PROBLEM DETAILS: Pick out and copy every line of the data below that contains the string "goat". Treat uppercase and lowercase as different.

Start of DATASET RECORDS

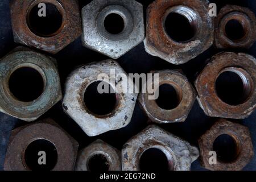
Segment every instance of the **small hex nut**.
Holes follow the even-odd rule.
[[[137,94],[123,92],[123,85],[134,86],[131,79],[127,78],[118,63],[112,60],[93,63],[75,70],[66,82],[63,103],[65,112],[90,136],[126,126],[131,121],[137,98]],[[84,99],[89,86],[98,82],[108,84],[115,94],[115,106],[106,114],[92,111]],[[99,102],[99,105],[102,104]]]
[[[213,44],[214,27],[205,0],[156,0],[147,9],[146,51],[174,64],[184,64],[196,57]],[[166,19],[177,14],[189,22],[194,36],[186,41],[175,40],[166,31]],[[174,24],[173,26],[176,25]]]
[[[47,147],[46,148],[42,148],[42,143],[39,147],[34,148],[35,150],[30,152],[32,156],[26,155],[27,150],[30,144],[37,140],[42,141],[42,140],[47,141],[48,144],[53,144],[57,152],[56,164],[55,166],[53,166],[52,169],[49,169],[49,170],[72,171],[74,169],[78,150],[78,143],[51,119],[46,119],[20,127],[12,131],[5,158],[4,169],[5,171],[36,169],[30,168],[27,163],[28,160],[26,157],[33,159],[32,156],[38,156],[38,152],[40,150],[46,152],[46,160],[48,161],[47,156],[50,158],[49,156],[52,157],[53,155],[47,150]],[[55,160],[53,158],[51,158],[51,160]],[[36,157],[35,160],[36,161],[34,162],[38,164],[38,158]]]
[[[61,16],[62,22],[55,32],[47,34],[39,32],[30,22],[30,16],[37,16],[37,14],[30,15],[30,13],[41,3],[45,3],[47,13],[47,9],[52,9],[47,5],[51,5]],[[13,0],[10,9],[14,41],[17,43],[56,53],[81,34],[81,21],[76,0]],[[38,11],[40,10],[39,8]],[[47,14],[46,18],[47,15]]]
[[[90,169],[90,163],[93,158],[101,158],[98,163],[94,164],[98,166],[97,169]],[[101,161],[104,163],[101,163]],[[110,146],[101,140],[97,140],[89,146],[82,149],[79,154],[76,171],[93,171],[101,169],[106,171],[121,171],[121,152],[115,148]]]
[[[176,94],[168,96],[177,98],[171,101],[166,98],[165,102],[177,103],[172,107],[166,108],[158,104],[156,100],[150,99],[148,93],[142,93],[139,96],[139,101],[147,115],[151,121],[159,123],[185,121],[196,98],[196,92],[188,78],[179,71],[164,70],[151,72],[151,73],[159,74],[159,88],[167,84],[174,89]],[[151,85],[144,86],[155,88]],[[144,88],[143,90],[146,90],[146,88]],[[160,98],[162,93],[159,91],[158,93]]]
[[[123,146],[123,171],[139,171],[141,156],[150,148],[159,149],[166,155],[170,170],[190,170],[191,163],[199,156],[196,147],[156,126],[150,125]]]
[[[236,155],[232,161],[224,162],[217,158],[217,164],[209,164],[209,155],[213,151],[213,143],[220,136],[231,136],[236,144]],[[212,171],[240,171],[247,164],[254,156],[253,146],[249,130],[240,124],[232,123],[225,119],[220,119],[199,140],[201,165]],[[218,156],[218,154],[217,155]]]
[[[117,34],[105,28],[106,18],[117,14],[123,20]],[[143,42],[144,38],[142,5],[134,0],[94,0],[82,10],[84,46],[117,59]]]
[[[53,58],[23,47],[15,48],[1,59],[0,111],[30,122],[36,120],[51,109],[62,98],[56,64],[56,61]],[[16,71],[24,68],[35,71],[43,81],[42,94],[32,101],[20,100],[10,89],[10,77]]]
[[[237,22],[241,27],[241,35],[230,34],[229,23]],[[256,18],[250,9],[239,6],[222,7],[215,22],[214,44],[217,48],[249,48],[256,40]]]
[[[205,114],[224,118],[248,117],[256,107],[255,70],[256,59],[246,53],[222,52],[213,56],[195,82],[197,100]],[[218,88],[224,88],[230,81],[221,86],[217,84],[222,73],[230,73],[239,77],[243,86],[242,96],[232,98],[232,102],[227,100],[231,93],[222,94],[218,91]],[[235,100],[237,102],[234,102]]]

End of DATASET RECORDS
Start of DATASET RECORDS

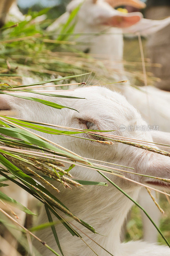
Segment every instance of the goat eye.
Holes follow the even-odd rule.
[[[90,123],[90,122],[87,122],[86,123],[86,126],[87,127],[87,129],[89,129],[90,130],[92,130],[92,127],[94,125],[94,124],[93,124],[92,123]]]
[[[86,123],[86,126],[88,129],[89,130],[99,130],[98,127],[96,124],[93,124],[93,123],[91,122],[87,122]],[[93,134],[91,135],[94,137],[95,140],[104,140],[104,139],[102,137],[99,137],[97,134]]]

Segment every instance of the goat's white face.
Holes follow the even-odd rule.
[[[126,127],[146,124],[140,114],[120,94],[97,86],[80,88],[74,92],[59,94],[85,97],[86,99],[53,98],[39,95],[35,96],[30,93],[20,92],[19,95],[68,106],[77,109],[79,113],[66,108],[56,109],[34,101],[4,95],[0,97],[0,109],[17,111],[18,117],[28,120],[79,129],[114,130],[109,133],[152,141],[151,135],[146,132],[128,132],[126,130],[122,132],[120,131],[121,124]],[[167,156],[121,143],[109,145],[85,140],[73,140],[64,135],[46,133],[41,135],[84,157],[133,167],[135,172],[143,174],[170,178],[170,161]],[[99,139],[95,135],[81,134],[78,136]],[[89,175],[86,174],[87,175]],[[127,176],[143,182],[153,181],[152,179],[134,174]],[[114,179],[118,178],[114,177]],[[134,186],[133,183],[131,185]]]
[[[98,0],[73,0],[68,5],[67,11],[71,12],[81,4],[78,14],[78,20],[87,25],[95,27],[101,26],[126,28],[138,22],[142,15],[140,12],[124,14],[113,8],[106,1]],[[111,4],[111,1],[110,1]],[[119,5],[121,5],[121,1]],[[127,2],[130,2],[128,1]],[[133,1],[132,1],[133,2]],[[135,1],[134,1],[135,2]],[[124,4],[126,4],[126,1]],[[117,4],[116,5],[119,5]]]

End of DATASET RECORDS
Start of DATASET RECORDS

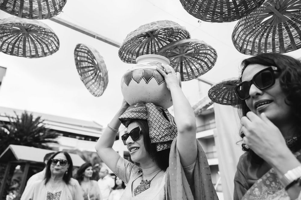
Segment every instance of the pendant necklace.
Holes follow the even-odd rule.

End of DATASET RECORDS

FINISHED ANSWER:
Segment every instance of the goat eye.
Segment every instance of the goat's white face.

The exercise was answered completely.